### Stated exercise
Reproduce every line in the rows below, the requests included, and raise each coordinate in the answers by 56. Leave all numbers in the requests unchanged.

### Data provided

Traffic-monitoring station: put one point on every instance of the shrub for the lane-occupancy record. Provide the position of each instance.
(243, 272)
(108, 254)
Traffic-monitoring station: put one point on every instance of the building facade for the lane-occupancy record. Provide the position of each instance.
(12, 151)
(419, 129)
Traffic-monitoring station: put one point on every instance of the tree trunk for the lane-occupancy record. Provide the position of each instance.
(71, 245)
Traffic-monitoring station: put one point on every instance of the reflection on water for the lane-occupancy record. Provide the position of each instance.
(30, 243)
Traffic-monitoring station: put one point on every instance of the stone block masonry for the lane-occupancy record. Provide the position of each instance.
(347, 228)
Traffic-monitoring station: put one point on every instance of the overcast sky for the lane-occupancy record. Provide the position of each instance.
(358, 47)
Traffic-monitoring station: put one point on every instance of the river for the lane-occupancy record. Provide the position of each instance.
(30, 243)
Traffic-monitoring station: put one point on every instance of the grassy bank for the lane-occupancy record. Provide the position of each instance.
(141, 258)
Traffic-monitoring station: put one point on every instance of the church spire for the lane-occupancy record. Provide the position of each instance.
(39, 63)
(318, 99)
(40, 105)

### Exercise output
Traffic-monitoring station: put one point on every instance of the shrub for the lane-occupancy record. Provide the position of each instance.
(299, 328)
(164, 310)
Traffic-monitoring station: put one point on every instance of the building facade for the lane-occupancy record. Provide the position of each instance.
(68, 207)
(475, 185)
Traffic-monitoring station: put one point on every instance of the tree trunk for the lane-occupancy record. Provide the position of each instance.
(127, 301)
Traffic-monitoring station: put one point on every instance of the reflection on water for the lane-occupancy record. Provide the position of each instance.
(86, 299)
Traffic-monitoring station: put one point on every instance of the stone block masonry for the lane-occupancy record. Provide the position of each instance.
(403, 284)
Traffic-monitoring station: put one point on every instance of the overcast sky for the lane-occupancy record. Provide the position of each instance.
(414, 103)
Traffic-monitoring station: put one point on every instance of the river for the lane-occupancy record. Provide the position of each instance.
(86, 299)
Traffic-monitoring station: put one point on every instance of the grassy bank for the lane-occupancy record. Provide the position of each instance.
(197, 314)
Traffic-monitoring station: put one point on every instance of the church spire for the lane-occupancy record. Provide the position of each instance.
(95, 119)
(374, 155)
(96, 161)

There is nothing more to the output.